▸ Texto da página
::::::

Domingo, 11.09.11

Ler não é ler. Ler é viver.

Erros capitais da leitura

 

Paulo José Miranda

 

Julgamos que pelo fato de aprendermos a ler desde muito cedo, a juntar as letras, a formar palavras que juntamos a outras e a entender palavras e frases, que sabemos ler qualquer coisa. Pois nada mais errado. Para tudo é necessário uma preparação específica e a leitura não é menos do que tudo o resto.

 

Sempre fico fascinado quando qualquer pessoa julga que pode apreciar uma peça de teatro, um poema como qualquer outro, mas sabe que não pode correr a maratona e, ainda que a consiga correr, sabe que não a consegue correr com os melhores. Ou seja, quando se trata do corpo, aceitamos facilmente que outros podem ser melhores do que nós, porque se prepararam para isso, mas quando se trata de ler um texto, de apreciar uma obra de arte, não.

 

Há textos que oferecem ao leitor a mesma resistência que a maratona.

 

Por exemplo, a Crítica da Razão Pura, de Kant, a Fenomenologia do Espírito, de Hegel, o Ser e Tempo, de Heidegger. O leitor aqui chegado a estas páginas, ou já fez muito treino, e treino específico, ou não vai conseguir ultrapassar a primeira página, quanto mais os 42 km de livro que tem pela frente. Mas não se julgue que é pelo fato de se tratar de textos filosóficos, de textos de filosofia, que o leitor encontra essa resistência e assume a sua incapacidade. Nem sequer de ser de filosofia alemã, pois o leitor assim que chega às páginas de Nietzsche, mesmo que nunca tenha corrido uma página de filosofia sequer, julga-se apto a lançar-se estrada a fora até ao fim do texto. O mesmo se passa com Platão, por exemplo. E também com o chamado segundo Wittgenstein.

::::::

▸ Tarefa 1
Reproduza o trecho do texto sobre a leitura que começa em "Domingo, 11.09.11" e termina em "tudo o resto.".

::::::

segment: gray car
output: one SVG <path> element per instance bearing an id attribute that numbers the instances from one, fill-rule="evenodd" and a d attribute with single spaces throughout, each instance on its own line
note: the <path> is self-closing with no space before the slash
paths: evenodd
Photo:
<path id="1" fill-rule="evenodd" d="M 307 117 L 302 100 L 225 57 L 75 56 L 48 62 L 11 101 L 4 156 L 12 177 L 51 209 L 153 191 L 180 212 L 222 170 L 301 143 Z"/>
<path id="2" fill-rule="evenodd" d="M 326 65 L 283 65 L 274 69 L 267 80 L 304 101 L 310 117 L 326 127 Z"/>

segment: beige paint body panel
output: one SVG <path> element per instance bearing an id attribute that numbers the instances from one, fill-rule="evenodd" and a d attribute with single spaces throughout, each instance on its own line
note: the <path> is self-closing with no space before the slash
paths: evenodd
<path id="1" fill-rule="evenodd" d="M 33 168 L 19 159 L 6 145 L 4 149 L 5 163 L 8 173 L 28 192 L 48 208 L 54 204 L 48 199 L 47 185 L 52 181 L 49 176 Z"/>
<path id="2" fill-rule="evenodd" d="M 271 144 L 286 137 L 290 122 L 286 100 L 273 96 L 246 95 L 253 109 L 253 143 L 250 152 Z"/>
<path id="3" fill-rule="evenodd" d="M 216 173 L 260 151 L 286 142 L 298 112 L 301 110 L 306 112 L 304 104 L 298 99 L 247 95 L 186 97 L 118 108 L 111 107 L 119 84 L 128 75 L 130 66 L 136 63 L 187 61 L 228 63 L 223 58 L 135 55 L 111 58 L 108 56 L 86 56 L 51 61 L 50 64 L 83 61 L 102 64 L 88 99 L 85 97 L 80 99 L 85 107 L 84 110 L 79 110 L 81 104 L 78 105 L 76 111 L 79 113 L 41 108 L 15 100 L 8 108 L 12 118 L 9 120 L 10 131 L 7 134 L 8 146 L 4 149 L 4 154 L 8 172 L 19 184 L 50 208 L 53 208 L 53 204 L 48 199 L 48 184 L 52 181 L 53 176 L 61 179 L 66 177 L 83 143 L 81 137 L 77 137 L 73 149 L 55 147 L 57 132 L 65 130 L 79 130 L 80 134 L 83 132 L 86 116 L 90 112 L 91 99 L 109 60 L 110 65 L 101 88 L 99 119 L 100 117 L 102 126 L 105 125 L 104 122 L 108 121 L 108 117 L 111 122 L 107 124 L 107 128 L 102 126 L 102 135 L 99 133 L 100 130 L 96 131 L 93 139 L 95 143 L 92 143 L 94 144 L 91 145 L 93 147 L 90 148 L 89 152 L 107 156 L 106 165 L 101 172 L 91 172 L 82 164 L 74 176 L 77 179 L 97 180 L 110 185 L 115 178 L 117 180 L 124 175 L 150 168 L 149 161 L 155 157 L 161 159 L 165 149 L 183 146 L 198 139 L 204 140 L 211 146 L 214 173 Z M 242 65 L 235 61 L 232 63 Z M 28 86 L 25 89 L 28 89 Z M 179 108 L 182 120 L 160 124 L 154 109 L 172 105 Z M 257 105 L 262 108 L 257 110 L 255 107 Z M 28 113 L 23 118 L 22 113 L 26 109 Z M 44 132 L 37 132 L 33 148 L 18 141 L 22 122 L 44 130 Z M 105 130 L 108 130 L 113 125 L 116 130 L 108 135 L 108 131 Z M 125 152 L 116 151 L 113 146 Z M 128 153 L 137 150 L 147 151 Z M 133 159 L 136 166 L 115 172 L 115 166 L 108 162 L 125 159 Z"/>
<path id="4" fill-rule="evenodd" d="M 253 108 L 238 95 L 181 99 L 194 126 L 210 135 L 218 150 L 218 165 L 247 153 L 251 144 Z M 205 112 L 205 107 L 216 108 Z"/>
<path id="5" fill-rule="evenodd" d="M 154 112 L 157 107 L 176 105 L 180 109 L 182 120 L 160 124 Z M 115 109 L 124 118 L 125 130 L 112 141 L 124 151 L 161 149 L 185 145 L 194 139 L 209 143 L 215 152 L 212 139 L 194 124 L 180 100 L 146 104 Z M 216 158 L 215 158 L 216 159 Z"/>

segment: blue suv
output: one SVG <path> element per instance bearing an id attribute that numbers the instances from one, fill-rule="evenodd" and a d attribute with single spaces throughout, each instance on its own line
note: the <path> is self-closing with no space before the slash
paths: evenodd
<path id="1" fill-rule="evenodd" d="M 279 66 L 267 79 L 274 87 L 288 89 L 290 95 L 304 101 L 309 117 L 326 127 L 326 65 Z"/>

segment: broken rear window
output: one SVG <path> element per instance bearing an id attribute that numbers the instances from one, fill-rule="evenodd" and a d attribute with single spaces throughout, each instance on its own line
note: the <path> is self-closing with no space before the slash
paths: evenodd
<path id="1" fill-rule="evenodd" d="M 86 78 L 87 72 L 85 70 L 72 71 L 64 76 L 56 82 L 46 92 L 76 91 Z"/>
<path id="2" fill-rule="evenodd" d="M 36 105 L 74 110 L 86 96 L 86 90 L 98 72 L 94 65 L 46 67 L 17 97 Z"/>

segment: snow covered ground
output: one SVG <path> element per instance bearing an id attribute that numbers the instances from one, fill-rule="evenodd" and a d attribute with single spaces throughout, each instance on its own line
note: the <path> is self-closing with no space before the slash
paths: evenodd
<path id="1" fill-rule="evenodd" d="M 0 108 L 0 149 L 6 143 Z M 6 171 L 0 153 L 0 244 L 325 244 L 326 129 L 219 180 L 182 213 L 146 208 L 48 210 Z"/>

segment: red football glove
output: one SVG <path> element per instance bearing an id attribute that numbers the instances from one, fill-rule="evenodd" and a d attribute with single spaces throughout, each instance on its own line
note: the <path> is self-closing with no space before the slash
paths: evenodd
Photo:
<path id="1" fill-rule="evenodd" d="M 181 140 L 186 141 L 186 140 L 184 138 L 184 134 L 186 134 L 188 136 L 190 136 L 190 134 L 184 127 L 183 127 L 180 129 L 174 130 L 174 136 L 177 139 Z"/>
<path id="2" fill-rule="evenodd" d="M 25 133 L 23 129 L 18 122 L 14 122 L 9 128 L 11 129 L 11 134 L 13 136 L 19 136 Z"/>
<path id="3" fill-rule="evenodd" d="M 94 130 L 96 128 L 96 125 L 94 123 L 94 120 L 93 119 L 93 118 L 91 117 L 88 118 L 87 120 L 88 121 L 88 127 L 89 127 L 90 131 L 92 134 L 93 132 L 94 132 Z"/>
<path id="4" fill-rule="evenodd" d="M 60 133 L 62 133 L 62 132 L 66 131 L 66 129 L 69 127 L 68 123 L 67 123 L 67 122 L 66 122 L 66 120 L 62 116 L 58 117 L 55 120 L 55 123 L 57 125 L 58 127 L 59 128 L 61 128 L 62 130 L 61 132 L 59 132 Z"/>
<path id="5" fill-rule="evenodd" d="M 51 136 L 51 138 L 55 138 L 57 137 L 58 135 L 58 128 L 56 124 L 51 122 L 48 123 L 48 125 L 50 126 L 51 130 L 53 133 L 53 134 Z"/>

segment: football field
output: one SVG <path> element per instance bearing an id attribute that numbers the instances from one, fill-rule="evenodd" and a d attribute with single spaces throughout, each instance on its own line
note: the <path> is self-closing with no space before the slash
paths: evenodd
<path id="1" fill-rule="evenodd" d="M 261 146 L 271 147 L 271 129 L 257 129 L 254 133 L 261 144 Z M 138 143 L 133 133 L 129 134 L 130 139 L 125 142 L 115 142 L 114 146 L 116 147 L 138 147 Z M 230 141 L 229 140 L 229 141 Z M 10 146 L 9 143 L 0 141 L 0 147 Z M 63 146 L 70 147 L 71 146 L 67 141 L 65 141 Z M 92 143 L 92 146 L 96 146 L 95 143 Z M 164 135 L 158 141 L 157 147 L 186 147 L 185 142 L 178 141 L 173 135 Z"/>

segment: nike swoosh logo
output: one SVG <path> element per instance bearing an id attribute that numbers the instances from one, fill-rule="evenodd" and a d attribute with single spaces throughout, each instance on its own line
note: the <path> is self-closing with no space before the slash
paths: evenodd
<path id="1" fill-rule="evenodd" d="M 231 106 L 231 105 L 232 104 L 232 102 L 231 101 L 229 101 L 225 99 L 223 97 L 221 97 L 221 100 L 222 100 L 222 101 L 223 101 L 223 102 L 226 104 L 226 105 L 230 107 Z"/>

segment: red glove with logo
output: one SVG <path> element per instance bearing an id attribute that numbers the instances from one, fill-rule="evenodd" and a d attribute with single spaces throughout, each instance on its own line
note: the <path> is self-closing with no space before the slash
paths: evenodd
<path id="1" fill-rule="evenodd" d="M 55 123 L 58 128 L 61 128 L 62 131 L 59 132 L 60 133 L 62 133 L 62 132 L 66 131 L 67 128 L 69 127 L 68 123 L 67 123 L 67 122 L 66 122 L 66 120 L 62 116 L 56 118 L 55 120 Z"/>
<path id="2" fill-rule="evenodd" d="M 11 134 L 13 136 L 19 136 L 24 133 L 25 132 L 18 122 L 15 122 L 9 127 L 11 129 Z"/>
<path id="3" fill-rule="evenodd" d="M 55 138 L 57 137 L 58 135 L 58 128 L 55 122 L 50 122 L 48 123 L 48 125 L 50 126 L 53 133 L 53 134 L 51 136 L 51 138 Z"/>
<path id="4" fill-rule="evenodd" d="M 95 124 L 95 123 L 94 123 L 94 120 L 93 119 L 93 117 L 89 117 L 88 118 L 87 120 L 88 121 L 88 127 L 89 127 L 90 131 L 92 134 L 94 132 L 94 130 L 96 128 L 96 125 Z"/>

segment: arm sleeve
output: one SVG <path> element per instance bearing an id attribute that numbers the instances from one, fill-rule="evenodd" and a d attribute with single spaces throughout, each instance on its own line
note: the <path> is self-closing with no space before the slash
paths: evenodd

::::::

▸ Tarefa 2
Informe apenas quantas linhas da listagem acima contêm a sequência "segment".

▸ Resposta escrita 1
Domingo, 11.09.11

Ler não é ler. Ler é viver.

Erros capitais da leitura

 

Paulo José Miranda

 

Julgamos que pelo fato de aprendermos a ler desde muito cedo, a juntar as letras, a formar palavras que juntamos a outras e a entender palavras e frases, que sabemos ler qualquer coisa. Pois nada mais errado. Para tudo é necessário uma preparação específica e a leitura não é menos do que tudo o resto.

▸ Resposta escrita 2
10